→ EXTRACT:
=-=-=-=-=

Saturday 1 October 2016

The science of happiness (and your mum is not always right!)

I have often had this thought “Why can one not be happy always?” We tend to be joyful for a while and then continue our quest for something new and there goes happiness out of the window. 
Recently, I stumbled on some literature on the theme by Seligman and Daniel Gilbert of Harvard University—both of whom have spent a lifetime researching and raising questions on the nature of happiness, and whether it can be measured and researched scientifically in much the same way global warming and cancer are. The questions they’re working on are interesting. For instance, what happens to people after they get something they’ve always wanted? Are they happier for it? Or is it possible they remain unhappy after getting what they want? While on unhappiness, Gilbert’s hypothesis is that most people are that way for one of two reasons. Either because they are surrounded by people who offer the wrong advice; or they aim for the wrong things. By way of example on wrong advice, he talks of his younger days when newspapers and magazines were pummeled by advertisements that encouraged people to smoke, drink cola and watch television as a family. By engaging in all of these activities, ads promised, everybody would be happier. With the benefit of hindsight and contemporary research, we now know smoking can kill, cola is bad and unfettered television makes zombies out of people.

=-=-=-=-=

→ YOUR OBJECTIVE: Write out, word for word, the passage of the happiness piece between "Saturday 1 October" and "of the window.", inclusive.

=-=-=-=-=

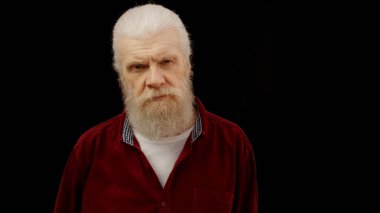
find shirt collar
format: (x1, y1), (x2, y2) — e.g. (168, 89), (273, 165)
(122, 104), (202, 146)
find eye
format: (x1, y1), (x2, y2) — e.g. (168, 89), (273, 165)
(128, 64), (148, 72)
(160, 59), (174, 66)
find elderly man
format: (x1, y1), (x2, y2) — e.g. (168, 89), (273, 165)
(54, 4), (258, 213)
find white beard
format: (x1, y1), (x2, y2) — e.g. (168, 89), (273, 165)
(124, 79), (195, 140)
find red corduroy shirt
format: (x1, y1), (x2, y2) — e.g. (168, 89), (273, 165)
(54, 98), (258, 213)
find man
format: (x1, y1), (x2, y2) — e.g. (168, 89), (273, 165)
(54, 4), (258, 213)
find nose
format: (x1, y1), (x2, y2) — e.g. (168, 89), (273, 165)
(146, 66), (165, 89)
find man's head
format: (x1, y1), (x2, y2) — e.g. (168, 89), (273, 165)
(113, 4), (194, 139)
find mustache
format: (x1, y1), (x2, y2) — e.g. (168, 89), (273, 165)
(135, 87), (180, 106)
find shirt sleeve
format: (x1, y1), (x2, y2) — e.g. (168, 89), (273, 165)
(54, 141), (86, 213)
(233, 131), (258, 213)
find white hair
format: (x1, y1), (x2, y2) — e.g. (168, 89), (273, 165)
(112, 4), (191, 71)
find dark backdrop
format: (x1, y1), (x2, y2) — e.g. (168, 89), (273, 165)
(1, 1), (272, 212)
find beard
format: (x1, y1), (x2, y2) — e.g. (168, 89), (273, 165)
(123, 78), (195, 140)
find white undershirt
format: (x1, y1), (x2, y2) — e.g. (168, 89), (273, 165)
(133, 126), (194, 187)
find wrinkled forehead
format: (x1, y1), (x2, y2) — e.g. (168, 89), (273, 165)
(116, 28), (180, 52)
(116, 29), (183, 60)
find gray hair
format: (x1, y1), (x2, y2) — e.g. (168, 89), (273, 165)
(112, 4), (192, 71)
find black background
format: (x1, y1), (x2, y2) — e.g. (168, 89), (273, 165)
(1, 1), (274, 212)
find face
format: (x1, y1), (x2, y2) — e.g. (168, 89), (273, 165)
(116, 29), (193, 136)
(118, 29), (190, 105)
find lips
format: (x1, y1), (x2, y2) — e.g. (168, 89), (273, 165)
(152, 95), (168, 101)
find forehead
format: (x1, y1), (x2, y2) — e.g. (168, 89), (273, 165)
(118, 28), (180, 59)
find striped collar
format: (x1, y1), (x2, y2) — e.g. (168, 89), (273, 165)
(122, 105), (202, 146)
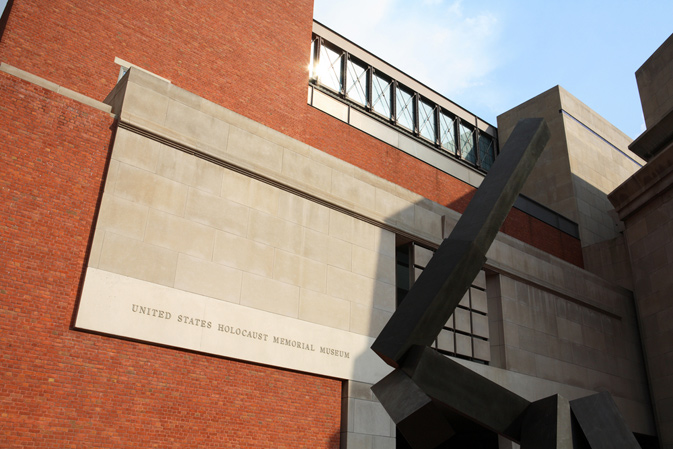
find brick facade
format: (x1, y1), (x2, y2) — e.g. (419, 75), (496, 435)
(0, 72), (341, 448)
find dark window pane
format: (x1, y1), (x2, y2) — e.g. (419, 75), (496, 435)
(460, 123), (477, 164)
(372, 74), (392, 118)
(479, 134), (495, 171)
(418, 100), (435, 142)
(318, 45), (343, 92)
(395, 88), (414, 131)
(439, 112), (456, 154)
(346, 60), (367, 105)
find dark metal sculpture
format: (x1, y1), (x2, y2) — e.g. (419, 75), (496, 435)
(372, 119), (638, 449)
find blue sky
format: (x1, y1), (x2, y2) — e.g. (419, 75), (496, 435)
(314, 0), (673, 138)
(0, 0), (673, 138)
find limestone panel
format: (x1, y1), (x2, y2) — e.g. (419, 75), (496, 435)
(282, 148), (336, 192)
(185, 189), (248, 236)
(246, 179), (280, 215)
(329, 209), (355, 242)
(96, 193), (149, 240)
(227, 127), (283, 173)
(156, 145), (196, 185)
(175, 254), (242, 303)
(248, 210), (304, 254)
(273, 250), (327, 293)
(164, 100), (231, 151)
(115, 163), (188, 215)
(98, 232), (178, 286)
(299, 289), (351, 330)
(241, 273), (299, 318)
(220, 170), (252, 204)
(301, 229), (329, 264)
(350, 303), (393, 338)
(112, 128), (161, 172)
(213, 231), (275, 277)
(331, 170), (376, 210)
(145, 209), (216, 260)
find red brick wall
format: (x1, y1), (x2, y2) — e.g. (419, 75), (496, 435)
(0, 0), (582, 266)
(0, 72), (341, 448)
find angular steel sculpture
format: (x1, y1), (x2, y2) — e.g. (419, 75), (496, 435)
(372, 119), (638, 449)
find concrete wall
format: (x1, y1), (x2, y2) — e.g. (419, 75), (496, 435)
(636, 35), (673, 129)
(610, 138), (673, 448)
(498, 86), (644, 262)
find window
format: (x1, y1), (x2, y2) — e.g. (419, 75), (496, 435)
(309, 35), (497, 171)
(479, 133), (495, 171)
(395, 86), (415, 131)
(372, 73), (393, 118)
(318, 45), (343, 92)
(439, 112), (456, 155)
(395, 237), (491, 364)
(459, 123), (477, 164)
(346, 58), (367, 106)
(418, 100), (436, 143)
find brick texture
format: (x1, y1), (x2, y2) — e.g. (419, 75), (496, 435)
(0, 0), (582, 266)
(0, 72), (341, 448)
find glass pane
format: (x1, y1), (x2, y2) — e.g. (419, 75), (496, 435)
(479, 134), (495, 171)
(346, 60), (367, 105)
(439, 113), (456, 154)
(372, 74), (392, 118)
(418, 100), (435, 142)
(460, 123), (477, 164)
(308, 39), (317, 79)
(395, 89), (414, 131)
(318, 45), (342, 92)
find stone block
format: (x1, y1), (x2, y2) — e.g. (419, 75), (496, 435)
(145, 209), (216, 260)
(327, 237), (353, 271)
(247, 179), (280, 215)
(220, 169), (252, 205)
(248, 209), (304, 254)
(299, 289), (351, 330)
(470, 287), (488, 313)
(453, 308), (472, 334)
(273, 250), (327, 293)
(282, 148), (336, 192)
(414, 245), (434, 268)
(302, 201), (330, 234)
(112, 128), (162, 172)
(156, 145), (198, 186)
(354, 399), (392, 437)
(227, 127), (283, 173)
(241, 273), (299, 318)
(350, 302), (392, 337)
(437, 329), (456, 353)
(114, 163), (189, 216)
(192, 158), (225, 195)
(213, 231), (275, 277)
(98, 232), (178, 287)
(331, 170), (376, 210)
(455, 333), (472, 357)
(175, 254), (242, 303)
(96, 193), (149, 240)
(301, 229), (329, 263)
(329, 209), (355, 242)
(472, 338), (491, 362)
(470, 312), (488, 338)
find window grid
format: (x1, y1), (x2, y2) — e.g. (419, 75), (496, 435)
(318, 45), (343, 92)
(372, 74), (393, 119)
(395, 87), (415, 131)
(458, 123), (477, 164)
(418, 100), (436, 142)
(309, 35), (497, 171)
(439, 112), (456, 155)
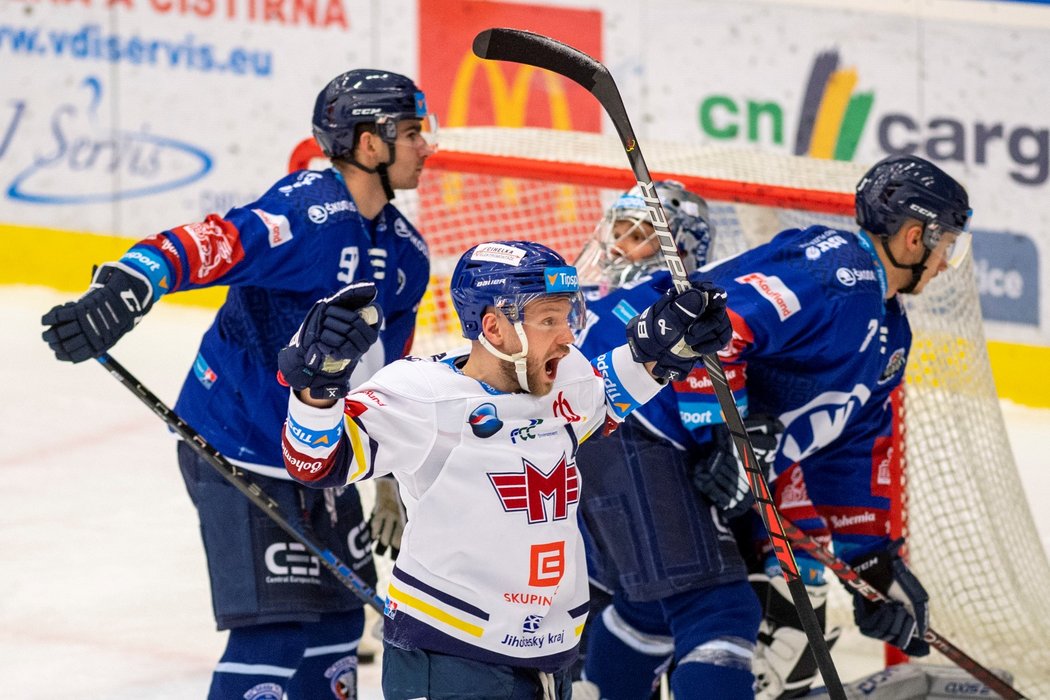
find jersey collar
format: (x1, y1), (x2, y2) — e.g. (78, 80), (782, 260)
(857, 229), (889, 299)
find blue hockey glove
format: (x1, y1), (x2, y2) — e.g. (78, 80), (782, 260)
(627, 281), (733, 381)
(693, 425), (755, 517)
(277, 282), (383, 399)
(849, 539), (929, 656)
(40, 262), (153, 362)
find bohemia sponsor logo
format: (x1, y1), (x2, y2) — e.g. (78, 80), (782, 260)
(171, 214), (245, 283)
(280, 436), (326, 481)
(466, 403), (503, 438)
(264, 542), (321, 584)
(487, 454), (580, 525)
(736, 272), (802, 321)
(820, 506), (889, 537)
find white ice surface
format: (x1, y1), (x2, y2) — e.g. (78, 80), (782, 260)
(0, 287), (1050, 700)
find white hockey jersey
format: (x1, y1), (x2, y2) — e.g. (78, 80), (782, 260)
(282, 345), (660, 672)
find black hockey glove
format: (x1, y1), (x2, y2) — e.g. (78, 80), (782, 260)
(627, 281), (733, 381)
(693, 413), (784, 518)
(277, 282), (383, 399)
(40, 262), (153, 362)
(849, 539), (929, 656)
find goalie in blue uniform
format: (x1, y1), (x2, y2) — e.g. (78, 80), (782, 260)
(580, 156), (970, 700)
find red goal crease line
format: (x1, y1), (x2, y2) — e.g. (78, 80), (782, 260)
(426, 150), (854, 216)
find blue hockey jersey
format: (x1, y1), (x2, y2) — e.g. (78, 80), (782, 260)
(583, 226), (911, 556)
(114, 169), (429, 479)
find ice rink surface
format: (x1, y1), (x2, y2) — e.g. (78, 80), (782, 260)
(0, 287), (1050, 700)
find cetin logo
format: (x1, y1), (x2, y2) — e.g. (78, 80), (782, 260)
(699, 50), (875, 161)
(698, 50), (1050, 187)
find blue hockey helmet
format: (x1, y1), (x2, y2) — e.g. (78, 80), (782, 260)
(313, 68), (427, 158)
(575, 179), (714, 289)
(450, 240), (585, 340)
(856, 155), (972, 267)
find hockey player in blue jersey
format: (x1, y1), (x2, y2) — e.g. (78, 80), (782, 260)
(585, 156), (970, 698)
(281, 241), (731, 700)
(576, 181), (761, 700)
(43, 69), (433, 700)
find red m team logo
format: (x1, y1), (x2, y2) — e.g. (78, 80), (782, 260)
(488, 454), (580, 525)
(551, 391), (583, 423)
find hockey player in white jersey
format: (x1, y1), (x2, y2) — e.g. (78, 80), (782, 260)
(280, 241), (730, 700)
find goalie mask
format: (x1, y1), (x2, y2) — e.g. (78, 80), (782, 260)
(576, 179), (713, 294)
(450, 240), (586, 391)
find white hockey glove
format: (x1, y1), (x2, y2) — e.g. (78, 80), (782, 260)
(369, 476), (407, 559)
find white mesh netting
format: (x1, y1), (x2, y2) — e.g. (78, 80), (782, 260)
(398, 128), (1050, 697)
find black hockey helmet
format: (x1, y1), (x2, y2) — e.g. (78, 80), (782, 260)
(313, 68), (427, 158)
(856, 155), (972, 262)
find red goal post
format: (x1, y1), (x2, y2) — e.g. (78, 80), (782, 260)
(397, 127), (1050, 697)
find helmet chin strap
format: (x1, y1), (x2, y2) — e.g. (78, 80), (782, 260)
(880, 236), (930, 294)
(478, 321), (530, 394)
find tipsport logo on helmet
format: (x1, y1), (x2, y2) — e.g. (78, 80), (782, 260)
(543, 266), (580, 294)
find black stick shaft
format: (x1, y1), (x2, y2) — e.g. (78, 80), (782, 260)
(783, 521), (1025, 700)
(97, 354), (385, 615)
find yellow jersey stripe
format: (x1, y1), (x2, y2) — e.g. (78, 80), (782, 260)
(343, 416), (371, 484)
(386, 584), (485, 637)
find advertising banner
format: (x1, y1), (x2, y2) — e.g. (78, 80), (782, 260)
(0, 0), (1050, 392)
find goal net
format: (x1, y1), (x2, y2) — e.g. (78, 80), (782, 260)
(398, 127), (1050, 697)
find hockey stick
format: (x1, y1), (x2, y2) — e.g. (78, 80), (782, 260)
(474, 28), (846, 700)
(96, 354), (385, 615)
(783, 519), (1025, 700)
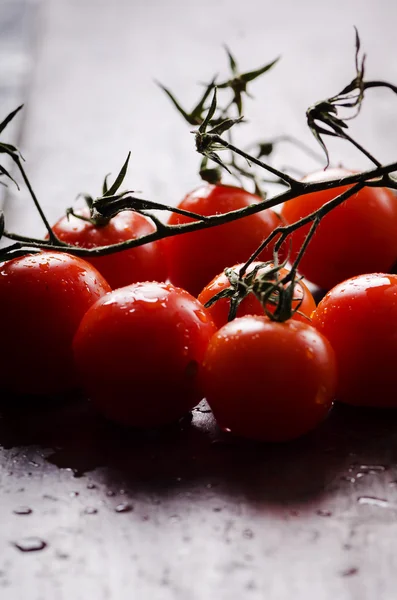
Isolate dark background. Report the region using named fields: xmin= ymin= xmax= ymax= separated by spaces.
xmin=0 ymin=0 xmax=397 ymax=600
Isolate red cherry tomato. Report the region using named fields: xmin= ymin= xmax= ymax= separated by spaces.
xmin=202 ymin=316 xmax=336 ymax=442
xmin=0 ymin=252 xmax=110 ymax=395
xmin=74 ymin=282 xmax=215 ymax=427
xmin=165 ymin=184 xmax=281 ymax=296
xmin=313 ymin=273 xmax=397 ymax=407
xmin=198 ymin=262 xmax=316 ymax=328
xmin=281 ymin=169 xmax=397 ymax=289
xmin=53 ymin=210 xmax=167 ymax=289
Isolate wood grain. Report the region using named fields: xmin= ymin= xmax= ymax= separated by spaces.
xmin=0 ymin=0 xmax=397 ymax=600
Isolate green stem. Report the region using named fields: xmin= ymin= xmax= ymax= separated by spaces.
xmin=4 ymin=163 xmax=397 ymax=258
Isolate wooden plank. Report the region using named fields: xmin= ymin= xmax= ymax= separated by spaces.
xmin=0 ymin=0 xmax=397 ymax=600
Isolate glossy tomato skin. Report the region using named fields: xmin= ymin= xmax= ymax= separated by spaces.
xmin=201 ymin=316 xmax=336 ymax=442
xmin=53 ymin=210 xmax=167 ymax=289
xmin=74 ymin=282 xmax=215 ymax=427
xmin=313 ymin=273 xmax=397 ymax=407
xmin=165 ymin=184 xmax=282 ymax=296
xmin=281 ymin=169 xmax=397 ymax=290
xmin=198 ymin=262 xmax=316 ymax=329
xmin=0 ymin=252 xmax=110 ymax=396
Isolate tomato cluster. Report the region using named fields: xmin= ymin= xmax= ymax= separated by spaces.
xmin=4 ymin=173 xmax=397 ymax=442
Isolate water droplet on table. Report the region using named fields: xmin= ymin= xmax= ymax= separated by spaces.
xmin=115 ymin=502 xmax=133 ymax=513
xmin=84 ymin=506 xmax=98 ymax=515
xmin=14 ymin=537 xmax=47 ymax=552
xmin=357 ymin=496 xmax=390 ymax=508
xmin=12 ymin=506 xmax=33 ymax=515
xmin=317 ymin=508 xmax=332 ymax=517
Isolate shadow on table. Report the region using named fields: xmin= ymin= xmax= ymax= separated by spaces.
xmin=0 ymin=399 xmax=397 ymax=506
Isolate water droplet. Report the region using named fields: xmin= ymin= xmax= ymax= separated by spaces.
xmin=342 ymin=567 xmax=358 ymax=577
xmin=84 ymin=506 xmax=98 ymax=515
xmin=359 ymin=465 xmax=386 ymax=474
xmin=243 ymin=529 xmax=254 ymax=540
xmin=12 ymin=506 xmax=33 ymax=515
xmin=357 ymin=496 xmax=390 ymax=508
xmin=14 ymin=537 xmax=47 ymax=552
xmin=115 ymin=502 xmax=134 ymax=513
xmin=168 ymin=515 xmax=181 ymax=523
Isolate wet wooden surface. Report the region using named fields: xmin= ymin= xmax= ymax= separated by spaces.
xmin=0 ymin=0 xmax=397 ymax=600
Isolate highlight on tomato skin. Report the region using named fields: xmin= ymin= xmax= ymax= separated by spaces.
xmin=165 ymin=184 xmax=284 ymax=296
xmin=73 ymin=282 xmax=216 ymax=428
xmin=281 ymin=169 xmax=397 ymax=290
xmin=198 ymin=261 xmax=316 ymax=329
xmin=52 ymin=209 xmax=167 ymax=289
xmin=312 ymin=273 xmax=397 ymax=408
xmin=0 ymin=251 xmax=110 ymax=396
xmin=201 ymin=316 xmax=337 ymax=442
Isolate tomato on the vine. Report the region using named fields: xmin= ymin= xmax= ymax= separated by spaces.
xmin=313 ymin=273 xmax=397 ymax=407
xmin=201 ymin=316 xmax=336 ymax=442
xmin=74 ymin=282 xmax=215 ymax=427
xmin=53 ymin=209 xmax=167 ymax=289
xmin=198 ymin=262 xmax=316 ymax=328
xmin=281 ymin=169 xmax=397 ymax=289
xmin=0 ymin=252 xmax=110 ymax=395
xmin=165 ymin=184 xmax=282 ymax=296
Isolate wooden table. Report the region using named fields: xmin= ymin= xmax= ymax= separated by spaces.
xmin=0 ymin=0 xmax=397 ymax=600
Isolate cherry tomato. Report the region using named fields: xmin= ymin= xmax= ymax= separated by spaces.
xmin=313 ymin=273 xmax=397 ymax=407
xmin=0 ymin=252 xmax=110 ymax=395
xmin=74 ymin=282 xmax=215 ymax=427
xmin=198 ymin=262 xmax=316 ymax=328
xmin=165 ymin=184 xmax=281 ymax=296
xmin=281 ymin=169 xmax=397 ymax=289
xmin=53 ymin=210 xmax=167 ymax=289
xmin=201 ymin=316 xmax=336 ymax=442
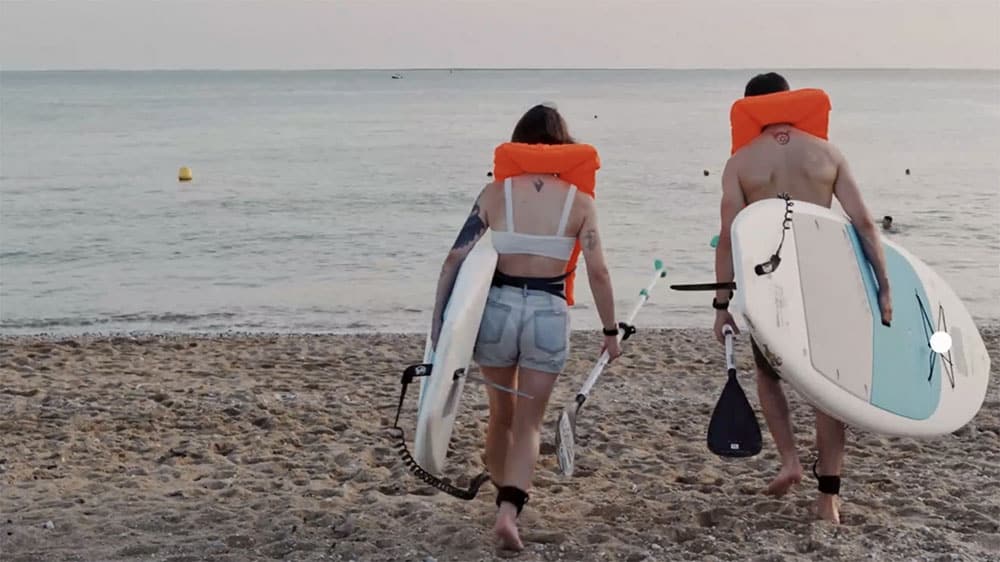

=-=-=-=-=

→ ANSWER TO THE EXERCISE:
Saturday 1 October 2016

The science of happiness (and your mum is not always right!)

I have often had this thought “Why can one not be happy always?” We tend to be joyful for a while and then continue our quest for something new and there goes happiness out of the window.